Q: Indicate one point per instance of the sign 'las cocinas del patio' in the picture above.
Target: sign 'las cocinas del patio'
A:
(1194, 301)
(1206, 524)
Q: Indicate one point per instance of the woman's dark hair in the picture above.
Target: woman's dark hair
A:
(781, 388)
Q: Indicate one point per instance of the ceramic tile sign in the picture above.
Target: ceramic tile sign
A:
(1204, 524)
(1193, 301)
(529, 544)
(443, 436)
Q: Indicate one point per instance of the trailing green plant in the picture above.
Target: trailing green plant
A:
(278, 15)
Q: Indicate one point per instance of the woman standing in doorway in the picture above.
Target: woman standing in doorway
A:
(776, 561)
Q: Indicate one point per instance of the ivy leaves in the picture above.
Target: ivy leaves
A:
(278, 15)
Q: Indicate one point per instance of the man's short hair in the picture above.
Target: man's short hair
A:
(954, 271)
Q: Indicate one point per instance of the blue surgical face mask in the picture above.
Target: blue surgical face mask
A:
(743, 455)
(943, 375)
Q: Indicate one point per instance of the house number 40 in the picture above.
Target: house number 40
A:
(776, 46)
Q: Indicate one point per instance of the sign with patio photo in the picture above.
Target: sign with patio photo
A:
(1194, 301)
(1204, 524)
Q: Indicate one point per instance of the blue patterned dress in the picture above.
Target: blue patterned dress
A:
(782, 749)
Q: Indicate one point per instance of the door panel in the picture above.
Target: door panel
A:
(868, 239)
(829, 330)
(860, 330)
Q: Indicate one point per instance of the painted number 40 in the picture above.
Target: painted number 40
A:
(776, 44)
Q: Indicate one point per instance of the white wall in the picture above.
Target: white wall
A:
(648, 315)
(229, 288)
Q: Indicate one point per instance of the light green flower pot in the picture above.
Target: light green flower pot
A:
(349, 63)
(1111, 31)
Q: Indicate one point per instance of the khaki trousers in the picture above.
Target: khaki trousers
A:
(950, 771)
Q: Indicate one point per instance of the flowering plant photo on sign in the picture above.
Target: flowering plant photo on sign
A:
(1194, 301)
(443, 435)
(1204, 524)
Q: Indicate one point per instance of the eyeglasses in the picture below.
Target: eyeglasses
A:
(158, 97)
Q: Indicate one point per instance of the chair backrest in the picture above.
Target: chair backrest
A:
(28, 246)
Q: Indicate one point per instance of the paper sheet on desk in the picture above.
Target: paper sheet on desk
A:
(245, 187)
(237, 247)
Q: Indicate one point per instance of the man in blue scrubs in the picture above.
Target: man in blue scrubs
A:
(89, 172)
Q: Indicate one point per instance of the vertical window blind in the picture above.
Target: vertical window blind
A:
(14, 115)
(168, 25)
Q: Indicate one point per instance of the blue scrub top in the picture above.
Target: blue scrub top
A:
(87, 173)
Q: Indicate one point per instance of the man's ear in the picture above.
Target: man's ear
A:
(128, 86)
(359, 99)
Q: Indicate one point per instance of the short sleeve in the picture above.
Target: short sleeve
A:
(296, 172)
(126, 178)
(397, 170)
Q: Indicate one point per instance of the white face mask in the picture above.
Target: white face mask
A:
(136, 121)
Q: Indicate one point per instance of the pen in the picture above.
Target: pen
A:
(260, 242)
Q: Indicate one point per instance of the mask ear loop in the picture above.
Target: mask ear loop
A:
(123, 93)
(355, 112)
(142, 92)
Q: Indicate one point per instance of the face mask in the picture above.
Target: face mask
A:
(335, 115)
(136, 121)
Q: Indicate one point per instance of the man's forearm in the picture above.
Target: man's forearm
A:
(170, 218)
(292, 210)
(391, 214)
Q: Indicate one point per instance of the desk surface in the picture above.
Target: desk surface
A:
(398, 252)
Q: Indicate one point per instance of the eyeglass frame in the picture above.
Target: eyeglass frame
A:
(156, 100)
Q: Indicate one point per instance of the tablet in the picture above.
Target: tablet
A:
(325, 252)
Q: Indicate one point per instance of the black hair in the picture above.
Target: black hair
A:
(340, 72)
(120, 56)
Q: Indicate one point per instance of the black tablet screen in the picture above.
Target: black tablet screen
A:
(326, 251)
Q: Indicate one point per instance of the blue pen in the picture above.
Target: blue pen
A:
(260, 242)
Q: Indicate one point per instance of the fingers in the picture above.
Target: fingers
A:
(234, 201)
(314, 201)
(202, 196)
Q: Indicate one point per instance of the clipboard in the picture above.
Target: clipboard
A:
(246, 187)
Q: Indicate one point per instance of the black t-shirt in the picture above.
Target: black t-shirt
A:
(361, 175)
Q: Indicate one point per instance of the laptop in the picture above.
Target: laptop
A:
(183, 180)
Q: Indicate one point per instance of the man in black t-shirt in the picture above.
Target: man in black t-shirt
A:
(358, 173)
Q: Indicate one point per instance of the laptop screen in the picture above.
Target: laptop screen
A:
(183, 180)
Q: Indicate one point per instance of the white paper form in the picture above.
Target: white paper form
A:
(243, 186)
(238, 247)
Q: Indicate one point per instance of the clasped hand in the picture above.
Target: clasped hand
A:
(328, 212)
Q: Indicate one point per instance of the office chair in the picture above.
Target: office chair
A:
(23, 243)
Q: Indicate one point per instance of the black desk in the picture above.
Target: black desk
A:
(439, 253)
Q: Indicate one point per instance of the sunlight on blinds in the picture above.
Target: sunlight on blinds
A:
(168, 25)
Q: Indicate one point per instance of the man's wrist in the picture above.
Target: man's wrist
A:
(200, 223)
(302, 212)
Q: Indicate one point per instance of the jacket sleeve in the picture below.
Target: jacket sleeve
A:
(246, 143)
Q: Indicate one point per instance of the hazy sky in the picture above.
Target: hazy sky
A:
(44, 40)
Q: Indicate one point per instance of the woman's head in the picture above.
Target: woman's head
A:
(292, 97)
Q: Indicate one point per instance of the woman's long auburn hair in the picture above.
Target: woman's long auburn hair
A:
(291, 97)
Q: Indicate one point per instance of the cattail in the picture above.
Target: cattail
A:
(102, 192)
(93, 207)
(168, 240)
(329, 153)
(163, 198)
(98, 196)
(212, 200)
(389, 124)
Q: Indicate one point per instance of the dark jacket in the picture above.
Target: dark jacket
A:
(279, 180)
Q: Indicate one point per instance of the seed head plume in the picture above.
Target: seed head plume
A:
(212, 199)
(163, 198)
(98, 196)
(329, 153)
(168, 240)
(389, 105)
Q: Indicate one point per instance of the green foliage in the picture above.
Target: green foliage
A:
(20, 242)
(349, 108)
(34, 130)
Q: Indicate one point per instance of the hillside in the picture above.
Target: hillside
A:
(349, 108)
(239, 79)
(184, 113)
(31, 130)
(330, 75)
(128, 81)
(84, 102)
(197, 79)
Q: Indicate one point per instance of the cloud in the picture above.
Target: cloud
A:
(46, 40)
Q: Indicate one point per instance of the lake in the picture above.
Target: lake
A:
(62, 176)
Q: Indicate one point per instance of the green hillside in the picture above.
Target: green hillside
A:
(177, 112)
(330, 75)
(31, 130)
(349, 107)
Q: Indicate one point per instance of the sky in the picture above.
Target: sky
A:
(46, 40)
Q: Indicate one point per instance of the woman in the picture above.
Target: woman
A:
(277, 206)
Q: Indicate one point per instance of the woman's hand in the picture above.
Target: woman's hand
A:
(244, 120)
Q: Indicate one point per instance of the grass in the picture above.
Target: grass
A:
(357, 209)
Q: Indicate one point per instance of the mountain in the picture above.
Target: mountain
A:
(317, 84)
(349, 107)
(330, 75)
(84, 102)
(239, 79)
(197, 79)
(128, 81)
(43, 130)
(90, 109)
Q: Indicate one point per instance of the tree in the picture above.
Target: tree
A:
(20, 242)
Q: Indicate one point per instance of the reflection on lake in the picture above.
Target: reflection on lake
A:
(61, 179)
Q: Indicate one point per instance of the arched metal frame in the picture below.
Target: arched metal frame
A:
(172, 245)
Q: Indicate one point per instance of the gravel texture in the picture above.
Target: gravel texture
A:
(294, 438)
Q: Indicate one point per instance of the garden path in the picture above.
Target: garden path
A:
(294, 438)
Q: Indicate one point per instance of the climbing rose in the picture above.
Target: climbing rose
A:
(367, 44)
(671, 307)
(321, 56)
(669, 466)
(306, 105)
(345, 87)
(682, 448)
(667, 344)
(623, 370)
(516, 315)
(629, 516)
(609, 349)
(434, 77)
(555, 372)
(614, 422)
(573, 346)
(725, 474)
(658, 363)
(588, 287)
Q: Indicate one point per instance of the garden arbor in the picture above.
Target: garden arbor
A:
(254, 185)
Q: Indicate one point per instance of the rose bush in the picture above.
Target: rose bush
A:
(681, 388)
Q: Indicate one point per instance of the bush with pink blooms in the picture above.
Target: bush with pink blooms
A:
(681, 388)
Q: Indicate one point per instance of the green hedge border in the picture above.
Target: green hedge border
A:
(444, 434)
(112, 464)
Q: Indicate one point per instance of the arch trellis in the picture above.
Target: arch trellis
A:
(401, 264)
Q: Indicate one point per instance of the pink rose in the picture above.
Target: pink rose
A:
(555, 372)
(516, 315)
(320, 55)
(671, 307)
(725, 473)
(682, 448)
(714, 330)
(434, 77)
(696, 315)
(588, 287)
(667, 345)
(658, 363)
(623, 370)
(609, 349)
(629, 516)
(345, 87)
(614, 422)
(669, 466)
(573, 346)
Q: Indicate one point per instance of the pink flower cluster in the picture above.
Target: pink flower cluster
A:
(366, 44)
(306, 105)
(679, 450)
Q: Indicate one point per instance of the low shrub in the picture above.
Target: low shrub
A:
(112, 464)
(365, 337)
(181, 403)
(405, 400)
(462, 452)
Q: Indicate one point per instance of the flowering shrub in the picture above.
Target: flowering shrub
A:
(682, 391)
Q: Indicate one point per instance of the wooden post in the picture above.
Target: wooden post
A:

************

Exercise » In the entries above, find the line with "Q: Indicate one point per instance of the garden path" and the line with "Target: flowering shrub", then set down exactly those two and every line between them, nothing else.

Written reply »
Q: Indicate one point per instance of the garden path in the picture above.
Target: garden path
A:
(294, 438)
Q: Indicate one point per instance of the climbing rose in the picture above.
Target: climbing rose
A:
(367, 44)
(671, 307)
(321, 56)
(669, 466)
(306, 105)
(345, 87)
(682, 448)
(667, 344)
(623, 370)
(516, 315)
(629, 516)
(609, 349)
(434, 77)
(555, 372)
(614, 422)
(573, 346)
(725, 474)
(658, 363)
(588, 287)
Q: Indicate one point per instance of the garden arbor in the picture above.
Target: garden arbor
A:
(254, 185)
Q: Indicate one point per instance of the rose bush in the picture above.
Target: rose bush
A:
(681, 388)
Q: Indicate one point per instance of the bush with pink blooms in the picture above.
Target: bush with pink blooms
A:
(681, 388)
Q: Indicate one point per instance of the green hedge border in the picture above.
Target: green hedge border
A:
(444, 434)
(112, 464)
Q: Indicate one point per instance of the arch trellis in the picture above.
Target: arch trellis
A:
(401, 264)
Q: Indicate one point per instance of the pink rose in the picture above.
Target: pink rose
A:
(555, 372)
(516, 315)
(320, 55)
(671, 307)
(725, 473)
(682, 448)
(714, 330)
(434, 77)
(696, 315)
(588, 287)
(667, 345)
(658, 363)
(623, 370)
(609, 349)
(629, 516)
(345, 87)
(614, 422)
(669, 466)
(573, 346)
Q: Indicate one point per instance of the pink flower cluster in the picture above.
Target: pink flower cluster
A:
(366, 44)
(306, 105)
(679, 450)
Q: Indicate one point per instance of the low shrub in the picture above.
Target: low shrub
A:
(112, 464)
(365, 337)
(181, 403)
(405, 400)
(462, 452)
Q: Indicate one point per instance of the flowering shrub in the picture above.
Target: flowering shrub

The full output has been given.